## Source records

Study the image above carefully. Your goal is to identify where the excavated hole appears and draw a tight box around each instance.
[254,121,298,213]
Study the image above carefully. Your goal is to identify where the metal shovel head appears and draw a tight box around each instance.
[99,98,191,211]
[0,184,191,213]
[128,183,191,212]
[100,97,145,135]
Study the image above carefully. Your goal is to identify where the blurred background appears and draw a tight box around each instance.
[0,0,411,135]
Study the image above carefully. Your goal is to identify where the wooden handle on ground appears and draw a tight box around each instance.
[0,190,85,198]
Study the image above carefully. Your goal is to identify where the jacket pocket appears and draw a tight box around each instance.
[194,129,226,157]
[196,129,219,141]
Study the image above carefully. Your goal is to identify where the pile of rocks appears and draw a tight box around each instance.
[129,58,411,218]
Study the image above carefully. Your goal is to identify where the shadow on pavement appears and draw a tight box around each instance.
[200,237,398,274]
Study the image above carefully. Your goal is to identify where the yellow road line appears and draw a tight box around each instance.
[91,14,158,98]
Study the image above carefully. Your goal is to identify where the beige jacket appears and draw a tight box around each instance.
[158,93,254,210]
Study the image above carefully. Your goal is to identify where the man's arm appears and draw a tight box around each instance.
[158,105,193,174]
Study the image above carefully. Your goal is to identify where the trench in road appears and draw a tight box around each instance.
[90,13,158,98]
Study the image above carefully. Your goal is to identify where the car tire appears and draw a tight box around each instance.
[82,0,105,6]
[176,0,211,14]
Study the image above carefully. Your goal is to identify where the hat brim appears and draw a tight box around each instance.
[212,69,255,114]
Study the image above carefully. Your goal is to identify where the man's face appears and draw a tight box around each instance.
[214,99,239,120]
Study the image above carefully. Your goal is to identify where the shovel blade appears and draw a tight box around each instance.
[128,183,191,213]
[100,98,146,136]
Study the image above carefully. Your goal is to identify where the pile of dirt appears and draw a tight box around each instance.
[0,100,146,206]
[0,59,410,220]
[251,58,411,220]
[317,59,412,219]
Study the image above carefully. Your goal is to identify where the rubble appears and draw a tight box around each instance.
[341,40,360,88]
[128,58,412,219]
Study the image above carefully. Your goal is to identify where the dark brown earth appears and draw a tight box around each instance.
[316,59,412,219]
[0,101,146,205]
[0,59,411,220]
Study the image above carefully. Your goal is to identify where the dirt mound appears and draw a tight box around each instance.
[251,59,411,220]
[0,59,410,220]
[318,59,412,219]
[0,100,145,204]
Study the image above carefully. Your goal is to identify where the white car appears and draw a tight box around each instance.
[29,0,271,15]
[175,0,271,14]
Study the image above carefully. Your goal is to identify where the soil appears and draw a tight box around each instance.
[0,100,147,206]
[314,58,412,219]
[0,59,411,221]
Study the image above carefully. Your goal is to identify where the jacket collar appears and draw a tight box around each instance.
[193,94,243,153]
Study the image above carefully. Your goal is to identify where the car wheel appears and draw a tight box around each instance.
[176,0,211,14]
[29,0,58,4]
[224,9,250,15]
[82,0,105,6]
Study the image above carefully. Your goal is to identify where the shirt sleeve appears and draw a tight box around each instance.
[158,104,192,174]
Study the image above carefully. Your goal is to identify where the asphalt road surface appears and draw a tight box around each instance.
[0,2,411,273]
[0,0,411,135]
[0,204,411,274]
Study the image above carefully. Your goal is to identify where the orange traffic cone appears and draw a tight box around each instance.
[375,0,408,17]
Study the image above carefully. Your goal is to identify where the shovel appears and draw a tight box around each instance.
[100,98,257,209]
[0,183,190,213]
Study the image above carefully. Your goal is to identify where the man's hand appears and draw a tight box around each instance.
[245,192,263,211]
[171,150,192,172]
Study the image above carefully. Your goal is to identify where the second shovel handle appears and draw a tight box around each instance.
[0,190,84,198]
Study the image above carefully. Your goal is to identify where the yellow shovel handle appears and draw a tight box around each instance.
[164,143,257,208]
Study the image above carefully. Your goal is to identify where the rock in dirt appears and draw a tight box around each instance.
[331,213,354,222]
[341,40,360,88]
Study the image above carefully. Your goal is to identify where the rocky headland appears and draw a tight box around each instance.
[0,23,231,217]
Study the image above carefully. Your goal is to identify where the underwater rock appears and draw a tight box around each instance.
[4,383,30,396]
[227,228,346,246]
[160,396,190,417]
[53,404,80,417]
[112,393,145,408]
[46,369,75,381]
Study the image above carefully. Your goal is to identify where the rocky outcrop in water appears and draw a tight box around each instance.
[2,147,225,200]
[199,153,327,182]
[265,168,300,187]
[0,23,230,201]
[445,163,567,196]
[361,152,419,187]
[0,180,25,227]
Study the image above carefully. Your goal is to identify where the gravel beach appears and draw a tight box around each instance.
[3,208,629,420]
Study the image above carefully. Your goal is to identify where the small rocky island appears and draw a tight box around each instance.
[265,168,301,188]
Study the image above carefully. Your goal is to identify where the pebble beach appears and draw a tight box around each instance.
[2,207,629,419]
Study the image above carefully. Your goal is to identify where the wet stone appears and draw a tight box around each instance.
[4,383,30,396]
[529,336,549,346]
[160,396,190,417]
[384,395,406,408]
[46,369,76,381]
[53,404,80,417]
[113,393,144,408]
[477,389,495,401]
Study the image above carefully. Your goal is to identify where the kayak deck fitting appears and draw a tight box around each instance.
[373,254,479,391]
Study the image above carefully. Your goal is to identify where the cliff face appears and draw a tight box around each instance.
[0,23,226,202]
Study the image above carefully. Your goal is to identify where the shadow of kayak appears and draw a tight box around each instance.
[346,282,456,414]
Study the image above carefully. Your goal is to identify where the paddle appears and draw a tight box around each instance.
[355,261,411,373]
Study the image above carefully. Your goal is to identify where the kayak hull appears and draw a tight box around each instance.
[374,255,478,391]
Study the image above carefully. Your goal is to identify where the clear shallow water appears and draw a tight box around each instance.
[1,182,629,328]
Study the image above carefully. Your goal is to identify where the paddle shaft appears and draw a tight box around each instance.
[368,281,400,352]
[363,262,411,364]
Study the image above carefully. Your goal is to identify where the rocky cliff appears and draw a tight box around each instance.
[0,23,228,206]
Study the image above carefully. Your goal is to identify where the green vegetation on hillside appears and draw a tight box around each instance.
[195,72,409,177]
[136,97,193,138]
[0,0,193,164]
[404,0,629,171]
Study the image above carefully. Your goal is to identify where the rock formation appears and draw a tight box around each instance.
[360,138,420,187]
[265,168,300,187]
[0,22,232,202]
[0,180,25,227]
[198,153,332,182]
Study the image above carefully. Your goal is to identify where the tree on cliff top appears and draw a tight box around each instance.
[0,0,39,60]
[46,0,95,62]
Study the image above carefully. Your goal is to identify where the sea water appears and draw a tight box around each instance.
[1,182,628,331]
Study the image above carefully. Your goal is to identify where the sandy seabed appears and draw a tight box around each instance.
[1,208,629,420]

## What to work on
All entries are to be copied exactly as they read.

## Response area
Study the image above carefully. Your goal is to identify where the excavated hole appears and draw a tight box around each instance.
[254,121,298,213]
Study the image above carefully. Your goal is to identify where the metal shovel head appears and draw a tight box around each instance.
[99,98,191,211]
[0,184,191,213]
[128,183,191,212]
[100,97,145,135]
Study the image above carefully. Your goal is to identify where the blurred background appears and draw a tight box around each instance.
[0,0,411,135]
Study the image above carefully. Your goal is to identify where the wooden handle on ground appears and draw a tight box around each instance.
[0,190,85,198]
Study the image above carefully. Your goal is to identify where the jacket pocket appears and draw a tight box around each instance.
[194,129,226,157]
[196,129,219,141]
Study the image above carefully. Your goal is to identify where the pile of rocks appears and draw a tight box around each instance.
[129,58,411,218]
Study the image above carefully. Your goal is to identify where the shadow on pavement appears and draw a tight box around each instance.
[200,237,398,274]
Study the image above carefully. Your goal is to identify where the yellow road line appears and draw a tight box around each instance.
[91,14,158,98]
Study the image above carefully. Your goal is to identify where the beige jacket appears and draw a tight box around each instance.
[158,93,254,210]
Study the image above carefully. Your goal is to identify where the man's arm appears and draw a tight box around each instance.
[158,105,193,174]
Study the image above carefully. Your goal is to identify where the trench in road appears and draw a tight box around each instance.
[90,13,158,98]
Study the image above carefully. Your goal is to identify where the car tire appears and draw a tight box around each instance.
[82,0,105,6]
[176,0,211,14]
Study the image above carefully. Your goal is to identify where the hat brim appears and draw a tight box around each instance.
[212,69,255,114]
Study the image above carefully. Your goal is to identify where the man's face appears and draw a tight box around each instance.
[214,99,239,120]
Study the image above carefully. Your goal is to identify where the shovel blade appears and draw a tight box around each instance.
[128,183,191,213]
[100,98,146,136]
Study the image above carefully. Your goal is to identify where the pile of dirt appears and draw a tight box around each instance.
[0,100,146,206]
[0,59,410,220]
[251,58,411,220]
[317,59,412,219]
Study the image above carefully. Your goal is to identify where the rubble appears and draw a tight box around each instance.
[341,40,360,88]
[128,58,412,219]
Study the image above carefully. Your goal is to identify where the dark brown earth appears and draw a tight box around each instance.
[316,59,412,219]
[0,101,146,205]
[0,59,411,220]
Study the image above carefully. Your goal is to identify where the dirt mound appears and draw a tight box around each instance.
[251,59,411,220]
[0,59,410,220]
[318,59,412,219]
[0,100,145,204]
Study the image above carefully. Your goal is to identify where the white car appears and draw a tight box around each instance.
[29,0,271,15]
[175,0,271,14]
Study the image above carefully. Your goal is to identify where the soil appears and draw a tight box around each instance.
[0,100,147,206]
[314,58,412,219]
[0,59,411,221]
Study the image above carefully. Your goal is to identify where the jacket collar appears and draw a tight box around each instance.
[193,94,243,153]
Study the image above carefully. Your goal is to identify where the car wheel appears and draw a tight box around each instance.
[176,0,211,14]
[29,0,58,4]
[224,9,250,15]
[82,0,105,6]
Study the image above carefully. Your goal is to identify where the shirt sleeve appears and draw a tight box around each instance.
[158,104,192,174]
Study the image above carefully. Your goal is to identify where the asphalt road surface appears and draw a tight box around each instance.
[0,2,411,273]
[0,0,411,135]
[0,204,411,274]
Study the image above carefully. Your goal is to identify where the orange traffic cone appears and draw a tight box around each instance.
[375,0,408,17]
Study the image above carefully. Your goal is to identify where the shovel appears and draw a tight box around each instance.
[100,98,257,209]
[0,183,190,213]
Study the image above carefully. Your goal is to identify where the man's hand appears and draw a tight box around each instance.
[245,192,263,211]
[171,150,192,172]
Study the image above carefully. Your goal is to identify where the second shovel handle appears and draw a tight box around each instance.
[0,190,84,198]
Study the image above carefully. Your goal is to identify where the yellow shovel handle appears and draw a tight box around each instance.
[164,143,257,208]
Study the image above carefully. Your goal is to identify where the rock in dirt appears and draw a tight box around each instance.
[331,213,354,222]
[341,40,360,88]
Study the image above carefully. Your goal is to identify where the rocky headland appears and draw a tight box around each instance.
[0,23,231,217]
Study the image above carefully. Your goal is to identify where the underwater rock appears and draw a tight box around each instance.
[4,383,30,396]
[227,228,346,246]
[160,396,190,417]
[53,404,80,417]
[112,393,145,408]
[46,369,75,381]
Study the image above carefully. Your goal is to identify where the rocky outcrop in water appears and draw a tight box around each instance.
[2,147,225,200]
[199,153,327,182]
[265,168,300,187]
[0,23,230,201]
[445,163,567,196]
[361,152,419,187]
[0,180,25,227]
Study the image above carefully. Your goal is to identify where the gravel beach appears and draw a tight box around each instance.
[3,208,629,420]
Study the image above carefully. Your goal is to identify where the small rocky island appears and draw a tight box around each instance.
[265,168,301,188]
Study the image above carefully. Your goal is to identify where the pebble beach appears and draw a tight box around each instance.
[2,207,629,419]
Study the image above carefully. Your goal is to identify where the wet stone appears and draw a tight box around each instance.
[4,383,30,396]
[529,336,549,346]
[160,396,190,417]
[384,395,406,408]
[46,369,76,381]
[53,404,80,417]
[113,393,144,408]
[477,389,495,401]
Study the image above carefully. Your goal is to identify where the kayak deck fitting appears and draw a tight box around each instance.
[373,254,479,391]
Study the image above carefully. Your goal is to identify where the cliff face appears and draw a tight box around each instance.
[0,23,226,202]
Study the image above carefully. Your goal is to identify where the shadow of kayak appears and draw a tight box around each instance.
[346,282,456,414]
Study the image above carefully. Your goal is to identify where the paddle appears and draw a tight box around each instance.
[355,261,411,373]
Study the image above carefully. Your goal is to identify where the kayak hull appears and draw a tight box around each instance.
[374,255,478,391]
Study the image above carefully. Your goal is to identify where the clear shallow water appears and draw a tight box around each instance.
[1,182,629,328]
Study the image above carefully. Your goal is to identify where the paddle shaft appears and draw a tight box around each instance.
[368,281,400,352]
[363,262,411,364]
Study the image above carefully. Your goal is to identify where the rocky cliff appears and draw a tight box around each instance.
[0,23,228,206]
Study the image above carefully. Your goal is to identify where the green vegetation on hillside appears and draw a tight box around each instance.
[195,72,409,177]
[136,97,193,138]
[0,0,193,164]
[404,0,629,171]
Study the image above carefully. Your goal is to identify where the rock formation appears and draw a tight box around each instance.
[360,138,420,187]
[265,168,300,187]
[0,22,232,202]
[0,180,25,227]
[198,153,332,182]
Study the image above carefully. Your goal is to identify where the tree on cliff top appears and draw a tight box around each instance.
[0,0,39,60]
[46,0,95,62]
Study the image above carefully. Your goal is to identify where the sea water appears and draw a tight box around each instance.
[1,182,628,331]
Study the image above carefully. Your goal is to identify where the sandy seabed appears and draw a tight box around each instance.
[1,208,629,420]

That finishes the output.